— Goal of the exercise —
Reproduce the data word for word from its first line through the line containing "101 473 L 112", including both of these lines.

**** Material for this exercise

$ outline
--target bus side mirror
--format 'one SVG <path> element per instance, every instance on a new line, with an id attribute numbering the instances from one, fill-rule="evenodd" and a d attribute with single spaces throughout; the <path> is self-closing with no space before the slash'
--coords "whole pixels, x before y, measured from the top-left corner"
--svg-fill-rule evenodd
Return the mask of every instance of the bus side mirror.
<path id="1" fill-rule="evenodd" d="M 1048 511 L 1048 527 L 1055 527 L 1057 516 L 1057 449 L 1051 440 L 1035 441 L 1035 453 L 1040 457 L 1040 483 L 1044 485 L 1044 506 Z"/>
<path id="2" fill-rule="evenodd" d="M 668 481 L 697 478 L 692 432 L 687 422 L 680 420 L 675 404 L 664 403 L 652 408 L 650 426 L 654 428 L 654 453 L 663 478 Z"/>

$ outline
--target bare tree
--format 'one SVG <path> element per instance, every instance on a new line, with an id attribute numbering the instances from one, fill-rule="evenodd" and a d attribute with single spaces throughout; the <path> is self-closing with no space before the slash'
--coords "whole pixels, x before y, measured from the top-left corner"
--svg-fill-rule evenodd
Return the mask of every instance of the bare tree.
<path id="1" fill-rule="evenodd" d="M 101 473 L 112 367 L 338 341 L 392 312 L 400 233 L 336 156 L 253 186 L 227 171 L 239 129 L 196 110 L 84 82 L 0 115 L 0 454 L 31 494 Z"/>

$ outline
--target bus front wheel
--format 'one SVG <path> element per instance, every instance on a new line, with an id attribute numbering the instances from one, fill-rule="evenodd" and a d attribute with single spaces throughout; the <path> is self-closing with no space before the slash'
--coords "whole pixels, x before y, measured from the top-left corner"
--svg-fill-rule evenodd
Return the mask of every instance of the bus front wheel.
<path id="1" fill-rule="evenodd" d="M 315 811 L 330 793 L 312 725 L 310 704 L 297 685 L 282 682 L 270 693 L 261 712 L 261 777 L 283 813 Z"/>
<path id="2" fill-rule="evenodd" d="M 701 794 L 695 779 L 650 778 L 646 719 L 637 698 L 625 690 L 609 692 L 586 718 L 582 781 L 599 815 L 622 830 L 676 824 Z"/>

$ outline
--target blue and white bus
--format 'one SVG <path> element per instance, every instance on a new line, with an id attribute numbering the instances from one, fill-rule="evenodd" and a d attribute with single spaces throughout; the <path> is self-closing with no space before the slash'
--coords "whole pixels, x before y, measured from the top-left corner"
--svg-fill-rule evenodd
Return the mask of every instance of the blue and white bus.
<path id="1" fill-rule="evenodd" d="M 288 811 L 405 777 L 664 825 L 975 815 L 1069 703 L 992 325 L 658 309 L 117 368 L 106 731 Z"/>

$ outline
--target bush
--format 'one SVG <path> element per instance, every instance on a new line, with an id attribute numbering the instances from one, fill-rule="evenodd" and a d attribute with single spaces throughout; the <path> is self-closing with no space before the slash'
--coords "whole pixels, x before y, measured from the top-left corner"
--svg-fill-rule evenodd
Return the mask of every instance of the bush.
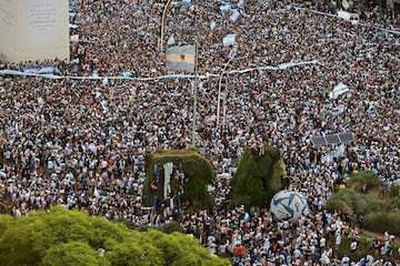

********

— Output —
$ outline
--target bus side mirror
--format 'one SVG <path> element per instance, every instance on a new line, with an id attribute numbering the instances from one, fill-rule="evenodd" and a d attribute with single spaces throughout; the <path> is self-closing with no space before the slash'
--coords "whole pixels, x before y, measured from the top-left corner"
--svg-fill-rule evenodd
Return the mask of every instance of the bus side mirror.
<path id="1" fill-rule="evenodd" d="M 1048 511 L 1048 527 L 1055 527 L 1057 516 L 1057 449 L 1051 440 L 1035 441 L 1035 453 L 1040 457 L 1040 483 L 1044 485 L 1044 506 Z"/>
<path id="2" fill-rule="evenodd" d="M 668 481 L 697 478 L 692 432 L 687 422 L 680 420 L 675 404 L 664 403 L 652 408 L 650 426 L 654 428 L 654 453 L 663 478 Z"/>

$ outline
--target bare tree
--format 'one SVG <path> element per instance, every instance on a new line, with an id attribute numbering the instances from one, fill-rule="evenodd" and a d attribute with single spaces throughout; the <path> is self-closing with no space before the slash'
--coords "whole pixels, x before y, measured from the top-left corner"
--svg-fill-rule evenodd
Return the mask of every instance of the bare tree.
<path id="1" fill-rule="evenodd" d="M 101 473 L 112 367 L 338 341 L 392 312 L 400 233 L 336 156 L 253 186 L 227 171 L 239 129 L 196 110 L 84 82 L 0 115 L 0 454 L 31 494 Z"/>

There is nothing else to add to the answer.